AVAILABLE RECORDS section start

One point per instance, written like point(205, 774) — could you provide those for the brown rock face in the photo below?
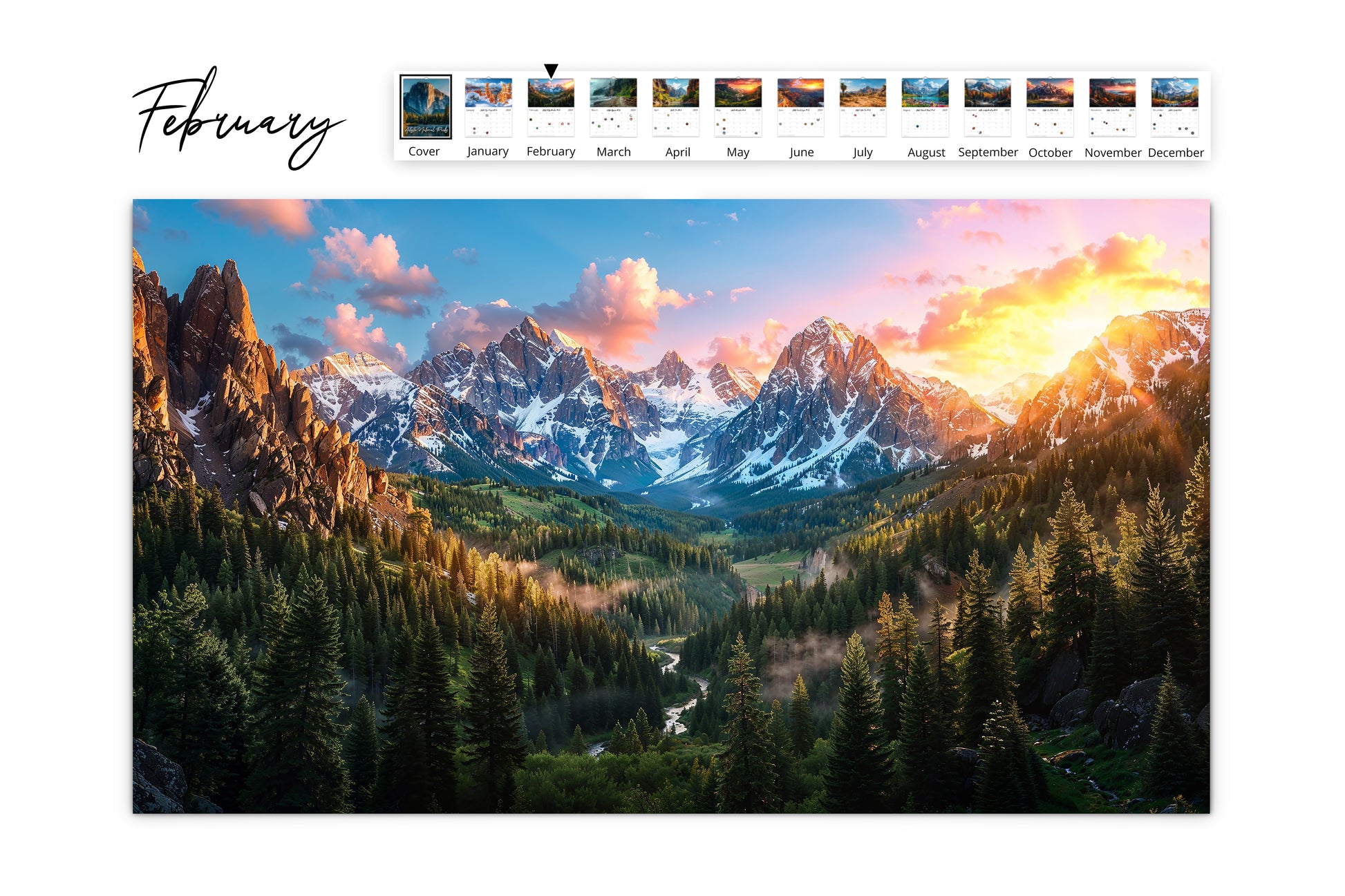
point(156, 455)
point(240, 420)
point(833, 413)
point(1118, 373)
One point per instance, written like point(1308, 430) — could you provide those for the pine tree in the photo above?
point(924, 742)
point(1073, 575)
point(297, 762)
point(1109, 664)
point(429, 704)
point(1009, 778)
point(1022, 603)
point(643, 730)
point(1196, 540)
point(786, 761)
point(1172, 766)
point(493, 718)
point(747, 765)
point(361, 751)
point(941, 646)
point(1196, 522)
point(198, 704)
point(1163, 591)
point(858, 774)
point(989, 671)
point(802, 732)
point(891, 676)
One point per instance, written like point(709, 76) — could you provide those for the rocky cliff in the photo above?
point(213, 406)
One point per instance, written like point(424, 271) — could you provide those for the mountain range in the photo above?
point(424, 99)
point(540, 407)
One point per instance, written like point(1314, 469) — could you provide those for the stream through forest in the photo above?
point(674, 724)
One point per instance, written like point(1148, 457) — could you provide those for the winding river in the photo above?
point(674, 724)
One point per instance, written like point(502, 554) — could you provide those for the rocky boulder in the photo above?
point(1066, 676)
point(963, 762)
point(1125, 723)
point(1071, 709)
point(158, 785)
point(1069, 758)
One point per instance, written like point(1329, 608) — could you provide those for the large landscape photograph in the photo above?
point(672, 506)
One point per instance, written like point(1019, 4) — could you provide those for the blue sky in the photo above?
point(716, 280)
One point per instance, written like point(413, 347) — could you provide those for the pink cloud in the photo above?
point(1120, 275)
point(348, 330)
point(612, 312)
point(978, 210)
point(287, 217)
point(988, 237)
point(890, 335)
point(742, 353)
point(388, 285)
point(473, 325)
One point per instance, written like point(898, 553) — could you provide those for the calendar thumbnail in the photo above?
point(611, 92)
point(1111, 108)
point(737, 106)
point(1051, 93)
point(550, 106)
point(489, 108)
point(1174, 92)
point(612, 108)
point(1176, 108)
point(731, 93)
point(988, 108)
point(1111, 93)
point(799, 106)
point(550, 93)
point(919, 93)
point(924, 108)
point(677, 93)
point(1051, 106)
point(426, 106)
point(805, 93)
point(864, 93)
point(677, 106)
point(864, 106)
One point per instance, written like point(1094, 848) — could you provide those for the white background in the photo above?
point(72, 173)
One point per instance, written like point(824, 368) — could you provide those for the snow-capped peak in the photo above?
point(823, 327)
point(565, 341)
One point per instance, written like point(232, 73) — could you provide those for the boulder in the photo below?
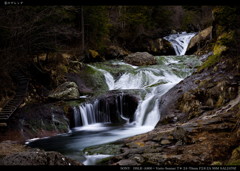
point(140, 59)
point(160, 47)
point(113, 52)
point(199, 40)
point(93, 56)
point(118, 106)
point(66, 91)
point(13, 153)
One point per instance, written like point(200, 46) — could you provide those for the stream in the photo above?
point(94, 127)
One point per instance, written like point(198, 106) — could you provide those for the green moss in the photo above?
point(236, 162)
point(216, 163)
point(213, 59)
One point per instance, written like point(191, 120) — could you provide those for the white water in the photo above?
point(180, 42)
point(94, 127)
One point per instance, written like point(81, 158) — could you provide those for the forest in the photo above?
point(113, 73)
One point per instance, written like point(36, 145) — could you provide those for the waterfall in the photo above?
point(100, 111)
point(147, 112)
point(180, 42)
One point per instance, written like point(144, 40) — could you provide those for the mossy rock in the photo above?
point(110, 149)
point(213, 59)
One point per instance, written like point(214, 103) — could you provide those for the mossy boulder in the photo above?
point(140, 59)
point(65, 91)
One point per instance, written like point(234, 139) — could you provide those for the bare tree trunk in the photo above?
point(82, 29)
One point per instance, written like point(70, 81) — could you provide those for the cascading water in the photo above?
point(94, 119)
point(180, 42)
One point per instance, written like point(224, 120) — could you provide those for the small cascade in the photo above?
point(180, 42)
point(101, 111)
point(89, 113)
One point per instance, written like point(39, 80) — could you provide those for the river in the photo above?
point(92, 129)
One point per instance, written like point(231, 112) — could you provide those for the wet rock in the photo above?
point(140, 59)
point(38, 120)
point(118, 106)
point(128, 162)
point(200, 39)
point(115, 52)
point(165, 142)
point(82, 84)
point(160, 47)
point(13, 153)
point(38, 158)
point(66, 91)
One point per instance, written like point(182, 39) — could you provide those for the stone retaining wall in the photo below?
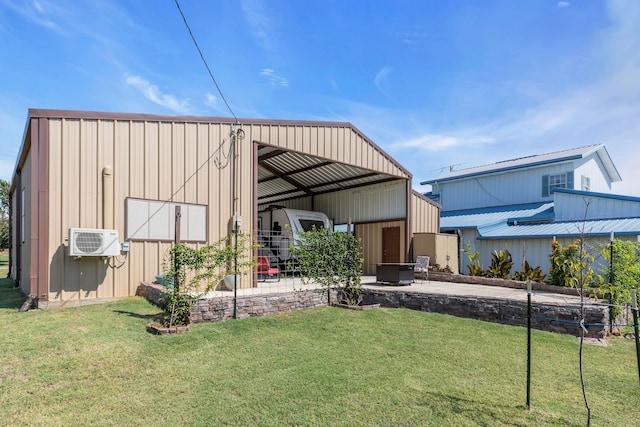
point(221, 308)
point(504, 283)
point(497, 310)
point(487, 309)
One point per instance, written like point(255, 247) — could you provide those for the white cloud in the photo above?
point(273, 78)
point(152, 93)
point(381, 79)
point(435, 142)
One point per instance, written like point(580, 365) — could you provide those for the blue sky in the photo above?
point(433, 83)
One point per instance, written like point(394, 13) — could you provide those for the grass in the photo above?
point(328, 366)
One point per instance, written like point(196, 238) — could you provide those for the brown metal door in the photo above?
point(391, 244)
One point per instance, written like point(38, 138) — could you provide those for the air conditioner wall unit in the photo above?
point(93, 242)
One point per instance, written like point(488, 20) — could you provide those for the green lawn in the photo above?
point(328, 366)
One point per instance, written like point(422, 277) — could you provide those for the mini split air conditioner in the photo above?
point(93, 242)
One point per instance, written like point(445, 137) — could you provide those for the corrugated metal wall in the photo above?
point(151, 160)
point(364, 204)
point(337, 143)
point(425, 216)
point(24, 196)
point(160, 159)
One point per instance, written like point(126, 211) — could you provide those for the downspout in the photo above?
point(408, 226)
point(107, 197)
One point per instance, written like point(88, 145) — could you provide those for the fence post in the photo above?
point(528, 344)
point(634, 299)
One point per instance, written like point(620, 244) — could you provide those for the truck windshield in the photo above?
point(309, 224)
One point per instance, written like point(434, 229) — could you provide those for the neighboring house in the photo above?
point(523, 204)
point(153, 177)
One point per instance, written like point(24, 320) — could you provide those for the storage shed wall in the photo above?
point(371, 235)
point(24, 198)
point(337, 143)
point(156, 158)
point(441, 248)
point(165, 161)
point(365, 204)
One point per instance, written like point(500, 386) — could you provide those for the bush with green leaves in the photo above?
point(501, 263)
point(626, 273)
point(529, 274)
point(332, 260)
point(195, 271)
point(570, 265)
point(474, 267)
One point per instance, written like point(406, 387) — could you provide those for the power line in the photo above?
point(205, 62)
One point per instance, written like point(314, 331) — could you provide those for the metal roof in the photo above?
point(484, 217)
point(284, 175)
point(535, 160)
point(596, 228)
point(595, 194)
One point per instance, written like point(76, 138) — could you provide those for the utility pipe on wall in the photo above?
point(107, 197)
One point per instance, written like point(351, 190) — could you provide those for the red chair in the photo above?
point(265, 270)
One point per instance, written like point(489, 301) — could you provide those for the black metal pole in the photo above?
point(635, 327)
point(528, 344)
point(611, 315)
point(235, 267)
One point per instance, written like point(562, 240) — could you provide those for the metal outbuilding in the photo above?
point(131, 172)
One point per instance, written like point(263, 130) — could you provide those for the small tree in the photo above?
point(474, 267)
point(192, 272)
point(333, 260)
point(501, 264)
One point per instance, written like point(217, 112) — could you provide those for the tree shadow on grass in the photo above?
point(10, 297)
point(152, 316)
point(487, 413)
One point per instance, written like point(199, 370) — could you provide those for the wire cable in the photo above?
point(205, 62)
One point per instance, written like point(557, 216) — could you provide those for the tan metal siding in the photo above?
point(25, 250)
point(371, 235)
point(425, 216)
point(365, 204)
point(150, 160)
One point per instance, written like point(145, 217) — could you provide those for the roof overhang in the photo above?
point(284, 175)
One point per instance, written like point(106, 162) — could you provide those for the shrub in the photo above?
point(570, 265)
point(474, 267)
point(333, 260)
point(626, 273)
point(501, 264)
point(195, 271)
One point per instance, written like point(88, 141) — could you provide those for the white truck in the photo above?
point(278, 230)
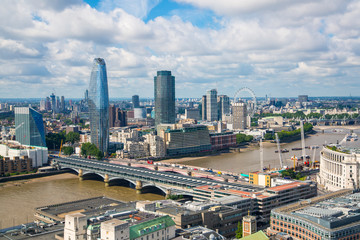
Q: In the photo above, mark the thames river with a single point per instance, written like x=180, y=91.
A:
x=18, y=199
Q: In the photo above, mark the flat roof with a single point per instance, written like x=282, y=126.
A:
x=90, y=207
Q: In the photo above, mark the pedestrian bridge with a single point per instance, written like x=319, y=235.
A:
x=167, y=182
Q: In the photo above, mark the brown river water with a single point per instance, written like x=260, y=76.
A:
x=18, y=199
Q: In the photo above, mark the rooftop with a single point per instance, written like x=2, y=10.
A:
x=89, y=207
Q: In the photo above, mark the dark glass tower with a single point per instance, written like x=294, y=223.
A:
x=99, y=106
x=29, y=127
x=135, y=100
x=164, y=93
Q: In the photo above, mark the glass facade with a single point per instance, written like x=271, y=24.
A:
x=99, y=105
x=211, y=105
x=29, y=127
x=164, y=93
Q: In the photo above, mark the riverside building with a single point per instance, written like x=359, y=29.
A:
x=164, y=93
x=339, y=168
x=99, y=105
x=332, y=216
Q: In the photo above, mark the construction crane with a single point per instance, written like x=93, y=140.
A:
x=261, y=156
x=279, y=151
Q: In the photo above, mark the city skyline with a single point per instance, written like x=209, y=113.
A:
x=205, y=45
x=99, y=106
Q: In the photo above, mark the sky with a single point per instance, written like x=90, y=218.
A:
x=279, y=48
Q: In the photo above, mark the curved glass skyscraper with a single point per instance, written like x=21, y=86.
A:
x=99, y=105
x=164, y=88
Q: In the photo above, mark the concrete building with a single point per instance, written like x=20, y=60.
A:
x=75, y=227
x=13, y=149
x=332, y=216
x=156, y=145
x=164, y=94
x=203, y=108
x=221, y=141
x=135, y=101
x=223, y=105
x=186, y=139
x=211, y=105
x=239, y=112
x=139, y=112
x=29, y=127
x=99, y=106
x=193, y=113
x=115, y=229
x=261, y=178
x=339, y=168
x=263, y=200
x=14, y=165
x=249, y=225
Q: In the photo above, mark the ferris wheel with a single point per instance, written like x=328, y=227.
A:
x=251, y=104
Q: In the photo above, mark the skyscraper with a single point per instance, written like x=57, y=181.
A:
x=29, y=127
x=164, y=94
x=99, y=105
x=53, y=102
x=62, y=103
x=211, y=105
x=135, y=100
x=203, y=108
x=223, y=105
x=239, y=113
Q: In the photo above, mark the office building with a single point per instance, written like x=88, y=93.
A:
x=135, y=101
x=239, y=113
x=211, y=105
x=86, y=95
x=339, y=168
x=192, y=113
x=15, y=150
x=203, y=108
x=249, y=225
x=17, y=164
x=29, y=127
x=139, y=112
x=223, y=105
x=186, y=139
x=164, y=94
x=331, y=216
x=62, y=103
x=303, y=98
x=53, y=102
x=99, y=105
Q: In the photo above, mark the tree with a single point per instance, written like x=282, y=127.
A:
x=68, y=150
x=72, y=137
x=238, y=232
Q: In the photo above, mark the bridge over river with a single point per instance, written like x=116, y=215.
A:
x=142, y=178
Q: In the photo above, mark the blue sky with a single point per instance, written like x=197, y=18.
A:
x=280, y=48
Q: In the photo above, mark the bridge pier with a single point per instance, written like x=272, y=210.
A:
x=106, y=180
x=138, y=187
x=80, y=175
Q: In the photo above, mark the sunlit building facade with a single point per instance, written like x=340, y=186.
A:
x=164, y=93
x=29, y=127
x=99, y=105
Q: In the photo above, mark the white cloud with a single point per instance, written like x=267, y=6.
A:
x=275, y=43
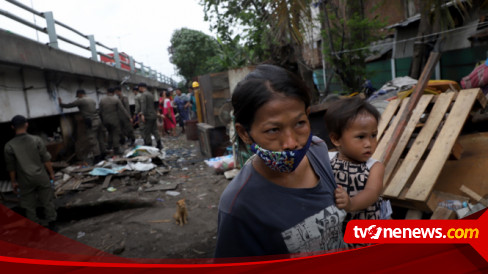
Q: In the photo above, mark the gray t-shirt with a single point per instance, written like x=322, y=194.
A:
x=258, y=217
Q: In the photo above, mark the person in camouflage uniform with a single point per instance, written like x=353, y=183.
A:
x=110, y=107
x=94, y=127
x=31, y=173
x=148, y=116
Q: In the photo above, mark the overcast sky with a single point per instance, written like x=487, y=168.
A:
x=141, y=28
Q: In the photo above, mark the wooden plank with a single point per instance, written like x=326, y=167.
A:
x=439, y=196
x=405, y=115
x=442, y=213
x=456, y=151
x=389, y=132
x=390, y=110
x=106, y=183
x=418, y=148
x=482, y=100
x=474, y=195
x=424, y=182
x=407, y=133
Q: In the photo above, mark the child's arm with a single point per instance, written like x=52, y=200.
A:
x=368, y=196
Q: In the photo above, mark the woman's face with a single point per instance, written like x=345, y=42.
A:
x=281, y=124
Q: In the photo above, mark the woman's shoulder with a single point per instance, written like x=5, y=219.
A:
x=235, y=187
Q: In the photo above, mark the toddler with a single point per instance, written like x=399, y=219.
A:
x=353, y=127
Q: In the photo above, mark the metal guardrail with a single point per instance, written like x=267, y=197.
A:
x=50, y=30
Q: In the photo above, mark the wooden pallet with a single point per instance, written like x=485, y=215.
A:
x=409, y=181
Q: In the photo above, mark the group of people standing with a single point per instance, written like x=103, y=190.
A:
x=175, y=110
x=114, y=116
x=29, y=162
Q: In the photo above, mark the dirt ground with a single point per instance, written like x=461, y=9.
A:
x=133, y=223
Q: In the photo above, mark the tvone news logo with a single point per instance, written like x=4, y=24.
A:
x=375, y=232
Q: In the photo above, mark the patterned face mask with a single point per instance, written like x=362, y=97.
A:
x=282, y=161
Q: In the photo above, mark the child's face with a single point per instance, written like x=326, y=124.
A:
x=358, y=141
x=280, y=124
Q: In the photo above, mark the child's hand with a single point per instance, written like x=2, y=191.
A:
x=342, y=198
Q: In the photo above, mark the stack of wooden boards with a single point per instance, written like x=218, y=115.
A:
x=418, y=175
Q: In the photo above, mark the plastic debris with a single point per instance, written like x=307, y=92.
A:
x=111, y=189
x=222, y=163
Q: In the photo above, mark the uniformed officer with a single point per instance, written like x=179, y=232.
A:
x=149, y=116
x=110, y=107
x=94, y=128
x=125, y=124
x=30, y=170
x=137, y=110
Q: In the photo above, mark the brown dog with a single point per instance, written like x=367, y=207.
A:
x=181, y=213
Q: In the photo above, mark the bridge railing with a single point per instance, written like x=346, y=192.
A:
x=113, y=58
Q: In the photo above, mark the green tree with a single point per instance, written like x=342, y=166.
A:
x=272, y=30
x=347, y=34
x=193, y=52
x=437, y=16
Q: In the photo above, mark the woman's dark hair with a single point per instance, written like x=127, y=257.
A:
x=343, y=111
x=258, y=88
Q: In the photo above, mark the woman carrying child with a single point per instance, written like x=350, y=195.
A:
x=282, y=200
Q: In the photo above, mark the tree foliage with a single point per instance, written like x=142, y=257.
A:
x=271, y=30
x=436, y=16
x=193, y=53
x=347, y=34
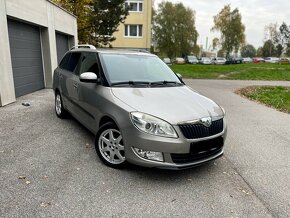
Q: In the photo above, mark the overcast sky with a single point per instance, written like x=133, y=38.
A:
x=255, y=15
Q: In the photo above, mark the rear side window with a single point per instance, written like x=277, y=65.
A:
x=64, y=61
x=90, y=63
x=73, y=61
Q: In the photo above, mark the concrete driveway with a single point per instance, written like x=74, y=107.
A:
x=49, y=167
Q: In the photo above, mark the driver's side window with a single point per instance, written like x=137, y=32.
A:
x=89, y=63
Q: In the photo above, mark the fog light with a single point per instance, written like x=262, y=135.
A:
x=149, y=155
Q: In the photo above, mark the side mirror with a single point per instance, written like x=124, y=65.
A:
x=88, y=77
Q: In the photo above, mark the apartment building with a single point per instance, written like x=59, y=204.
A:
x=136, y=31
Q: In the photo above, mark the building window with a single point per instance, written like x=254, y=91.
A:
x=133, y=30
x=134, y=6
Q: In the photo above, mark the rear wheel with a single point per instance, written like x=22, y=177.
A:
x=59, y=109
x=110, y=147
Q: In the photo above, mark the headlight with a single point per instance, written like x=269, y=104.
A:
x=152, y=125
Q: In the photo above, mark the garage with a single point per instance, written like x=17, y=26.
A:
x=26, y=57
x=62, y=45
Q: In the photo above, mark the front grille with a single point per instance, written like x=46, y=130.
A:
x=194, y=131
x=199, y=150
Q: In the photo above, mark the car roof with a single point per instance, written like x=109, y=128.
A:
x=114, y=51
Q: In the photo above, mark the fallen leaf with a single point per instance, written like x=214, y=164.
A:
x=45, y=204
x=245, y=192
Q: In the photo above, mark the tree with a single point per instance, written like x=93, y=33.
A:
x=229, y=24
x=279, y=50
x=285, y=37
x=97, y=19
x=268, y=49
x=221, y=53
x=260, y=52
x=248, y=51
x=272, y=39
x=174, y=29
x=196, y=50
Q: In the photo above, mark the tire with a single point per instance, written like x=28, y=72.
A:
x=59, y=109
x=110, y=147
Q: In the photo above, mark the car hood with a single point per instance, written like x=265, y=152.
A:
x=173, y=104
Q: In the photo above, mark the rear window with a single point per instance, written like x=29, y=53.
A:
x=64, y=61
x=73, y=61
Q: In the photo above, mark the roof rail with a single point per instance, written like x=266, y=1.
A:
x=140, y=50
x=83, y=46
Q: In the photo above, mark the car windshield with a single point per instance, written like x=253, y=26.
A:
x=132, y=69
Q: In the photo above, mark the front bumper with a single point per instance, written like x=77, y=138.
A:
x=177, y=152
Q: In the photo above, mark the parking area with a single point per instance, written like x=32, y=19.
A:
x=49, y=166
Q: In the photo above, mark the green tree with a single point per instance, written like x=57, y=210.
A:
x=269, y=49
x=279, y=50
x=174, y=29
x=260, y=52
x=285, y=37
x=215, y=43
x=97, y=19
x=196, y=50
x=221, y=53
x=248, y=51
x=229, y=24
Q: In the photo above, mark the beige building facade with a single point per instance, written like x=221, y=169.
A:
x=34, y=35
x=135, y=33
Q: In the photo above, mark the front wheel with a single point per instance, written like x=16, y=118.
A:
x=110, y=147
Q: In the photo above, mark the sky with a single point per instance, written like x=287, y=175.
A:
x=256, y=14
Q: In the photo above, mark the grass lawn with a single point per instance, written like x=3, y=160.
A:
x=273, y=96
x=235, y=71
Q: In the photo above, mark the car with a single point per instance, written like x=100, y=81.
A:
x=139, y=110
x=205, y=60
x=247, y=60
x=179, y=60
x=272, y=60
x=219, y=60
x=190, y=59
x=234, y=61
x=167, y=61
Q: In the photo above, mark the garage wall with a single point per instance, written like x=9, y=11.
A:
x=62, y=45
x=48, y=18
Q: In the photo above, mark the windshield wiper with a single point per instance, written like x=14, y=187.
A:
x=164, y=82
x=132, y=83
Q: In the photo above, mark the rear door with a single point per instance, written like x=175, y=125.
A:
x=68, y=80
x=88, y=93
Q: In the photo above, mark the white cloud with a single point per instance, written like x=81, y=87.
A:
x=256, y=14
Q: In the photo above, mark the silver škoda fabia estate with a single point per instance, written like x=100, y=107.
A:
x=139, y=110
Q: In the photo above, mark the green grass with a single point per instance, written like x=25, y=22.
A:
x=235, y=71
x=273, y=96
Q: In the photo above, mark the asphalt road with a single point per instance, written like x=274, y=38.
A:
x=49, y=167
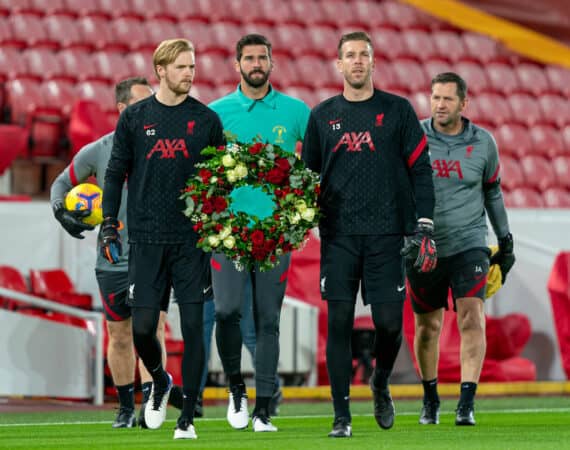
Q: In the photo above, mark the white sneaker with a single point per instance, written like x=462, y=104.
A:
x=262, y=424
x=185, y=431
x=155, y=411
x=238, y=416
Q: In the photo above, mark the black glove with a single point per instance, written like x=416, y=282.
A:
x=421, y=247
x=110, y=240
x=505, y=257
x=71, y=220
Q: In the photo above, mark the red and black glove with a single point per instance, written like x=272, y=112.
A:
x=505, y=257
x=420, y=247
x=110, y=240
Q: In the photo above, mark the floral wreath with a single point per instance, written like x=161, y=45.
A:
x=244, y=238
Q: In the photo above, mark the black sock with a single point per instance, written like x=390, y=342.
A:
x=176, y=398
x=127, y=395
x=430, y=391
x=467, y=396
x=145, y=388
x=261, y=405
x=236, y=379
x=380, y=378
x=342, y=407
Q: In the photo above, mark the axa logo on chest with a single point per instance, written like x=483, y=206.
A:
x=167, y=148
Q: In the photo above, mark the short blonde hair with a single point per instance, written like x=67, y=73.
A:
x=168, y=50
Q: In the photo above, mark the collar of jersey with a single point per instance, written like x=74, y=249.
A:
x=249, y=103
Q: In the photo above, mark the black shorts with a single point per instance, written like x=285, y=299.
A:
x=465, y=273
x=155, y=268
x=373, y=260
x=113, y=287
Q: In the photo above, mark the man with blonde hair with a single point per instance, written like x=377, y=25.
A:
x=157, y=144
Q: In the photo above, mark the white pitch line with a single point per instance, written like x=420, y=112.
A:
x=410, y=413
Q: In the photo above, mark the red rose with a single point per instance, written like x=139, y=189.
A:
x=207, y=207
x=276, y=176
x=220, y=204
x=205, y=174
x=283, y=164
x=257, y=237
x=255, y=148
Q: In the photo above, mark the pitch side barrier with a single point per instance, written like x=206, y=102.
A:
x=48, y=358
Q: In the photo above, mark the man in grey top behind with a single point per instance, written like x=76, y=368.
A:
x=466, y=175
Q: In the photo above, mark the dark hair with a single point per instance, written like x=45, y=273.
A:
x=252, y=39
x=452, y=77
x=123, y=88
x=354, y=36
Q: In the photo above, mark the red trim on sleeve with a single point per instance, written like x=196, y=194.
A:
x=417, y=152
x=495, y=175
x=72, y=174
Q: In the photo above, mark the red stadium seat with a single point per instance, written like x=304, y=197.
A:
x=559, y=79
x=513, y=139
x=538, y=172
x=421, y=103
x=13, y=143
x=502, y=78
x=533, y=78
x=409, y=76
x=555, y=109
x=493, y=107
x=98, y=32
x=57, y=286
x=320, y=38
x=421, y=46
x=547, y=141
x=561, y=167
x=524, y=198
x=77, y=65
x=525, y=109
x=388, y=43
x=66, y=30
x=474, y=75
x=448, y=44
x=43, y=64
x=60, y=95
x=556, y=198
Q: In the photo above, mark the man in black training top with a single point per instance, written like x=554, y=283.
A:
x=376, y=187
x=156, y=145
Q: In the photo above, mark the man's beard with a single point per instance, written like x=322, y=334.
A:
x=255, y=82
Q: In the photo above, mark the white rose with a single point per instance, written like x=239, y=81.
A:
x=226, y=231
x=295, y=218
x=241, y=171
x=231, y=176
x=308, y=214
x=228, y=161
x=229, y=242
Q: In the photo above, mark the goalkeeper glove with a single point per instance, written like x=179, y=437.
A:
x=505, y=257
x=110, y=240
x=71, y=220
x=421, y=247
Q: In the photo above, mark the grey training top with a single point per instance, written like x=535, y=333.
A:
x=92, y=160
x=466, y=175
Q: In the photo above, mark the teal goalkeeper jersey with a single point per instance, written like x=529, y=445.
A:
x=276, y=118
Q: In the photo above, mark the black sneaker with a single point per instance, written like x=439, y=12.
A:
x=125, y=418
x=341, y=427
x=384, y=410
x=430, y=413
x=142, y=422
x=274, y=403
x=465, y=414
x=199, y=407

AVAILABLE RECORDS section end

Report how many lines above hold the string "goalkeeper", giving nothing but the number.

WRITTEN REPLY:
2